** THE TASK **
Where the string "model" occurs in a line of the entries below, copy that line.

** SOURCE DATA **

§

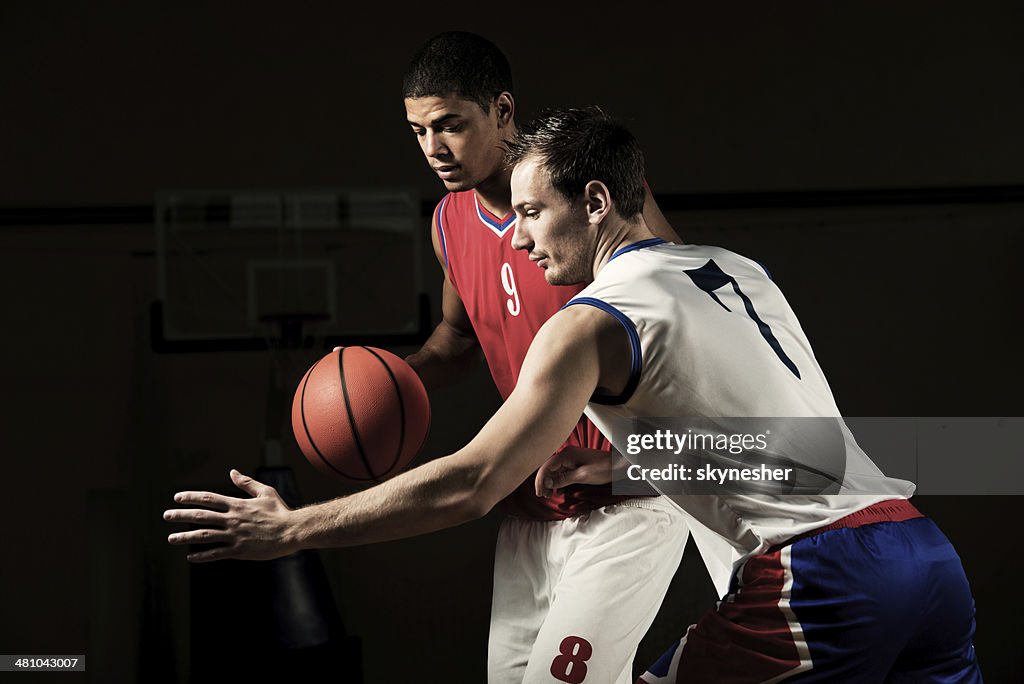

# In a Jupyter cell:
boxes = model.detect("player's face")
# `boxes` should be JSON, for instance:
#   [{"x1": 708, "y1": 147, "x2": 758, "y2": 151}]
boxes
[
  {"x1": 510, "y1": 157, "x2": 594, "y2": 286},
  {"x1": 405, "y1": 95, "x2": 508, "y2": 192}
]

§

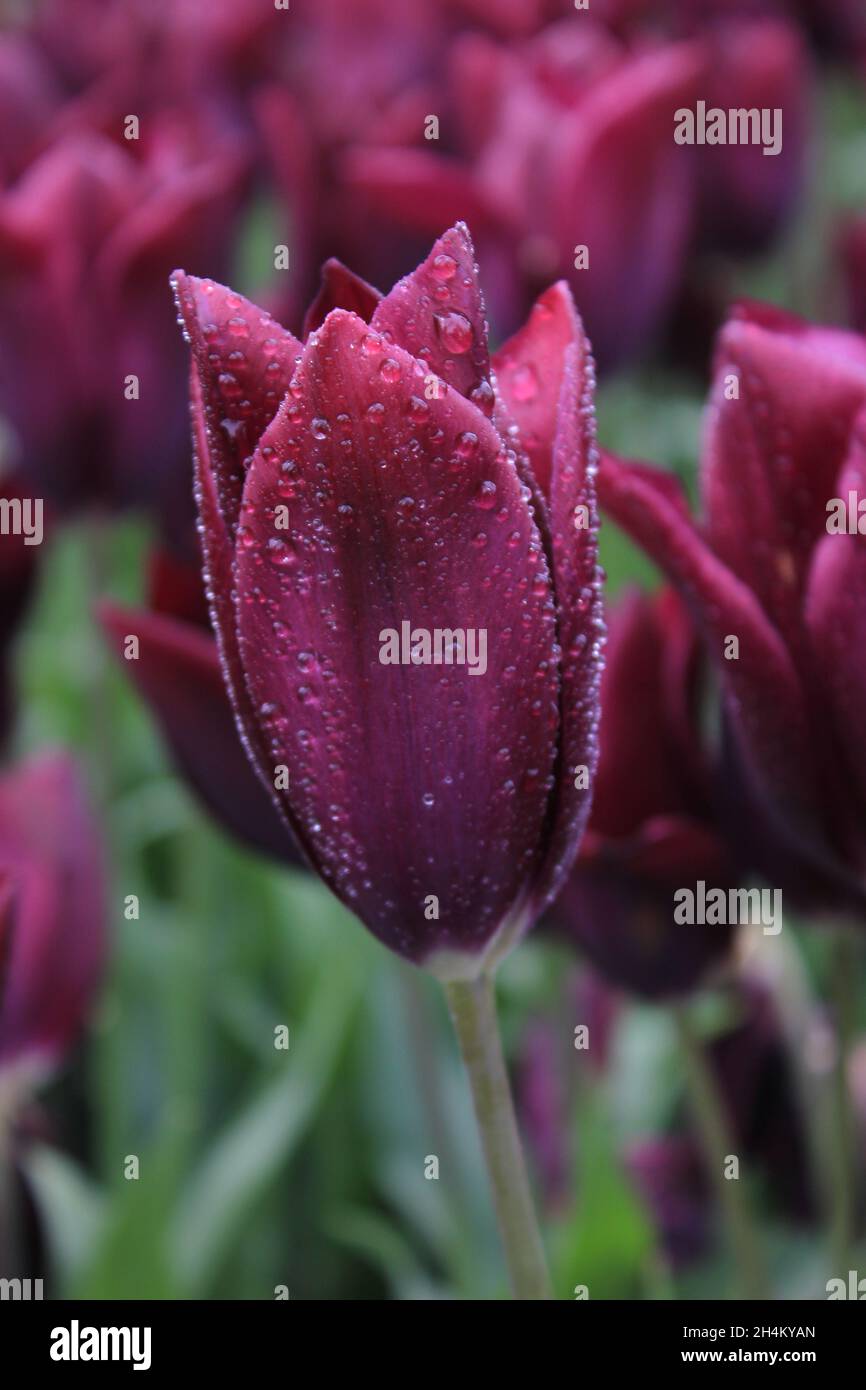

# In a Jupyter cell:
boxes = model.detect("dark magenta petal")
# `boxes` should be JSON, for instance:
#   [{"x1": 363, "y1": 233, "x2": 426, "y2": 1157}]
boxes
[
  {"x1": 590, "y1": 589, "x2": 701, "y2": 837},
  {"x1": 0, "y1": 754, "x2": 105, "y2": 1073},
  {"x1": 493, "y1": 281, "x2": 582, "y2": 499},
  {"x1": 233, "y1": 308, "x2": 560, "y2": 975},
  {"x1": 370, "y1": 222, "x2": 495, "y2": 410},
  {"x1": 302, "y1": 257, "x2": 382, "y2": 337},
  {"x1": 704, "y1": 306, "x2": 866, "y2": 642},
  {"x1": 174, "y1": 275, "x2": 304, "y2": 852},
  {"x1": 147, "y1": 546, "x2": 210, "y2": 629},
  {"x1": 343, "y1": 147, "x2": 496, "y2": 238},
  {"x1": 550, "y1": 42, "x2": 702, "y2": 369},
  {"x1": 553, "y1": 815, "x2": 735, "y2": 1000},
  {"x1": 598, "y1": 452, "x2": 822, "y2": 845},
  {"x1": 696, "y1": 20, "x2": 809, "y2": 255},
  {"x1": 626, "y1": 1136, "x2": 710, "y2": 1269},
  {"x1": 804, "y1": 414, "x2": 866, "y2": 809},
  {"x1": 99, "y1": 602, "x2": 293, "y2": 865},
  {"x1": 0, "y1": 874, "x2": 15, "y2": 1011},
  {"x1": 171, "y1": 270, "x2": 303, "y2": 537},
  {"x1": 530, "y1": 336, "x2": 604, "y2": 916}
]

§

** EXERCISE SOLUTION **
boxes = model.detect("player's face")
boxes = model.detect("dark magenta petal")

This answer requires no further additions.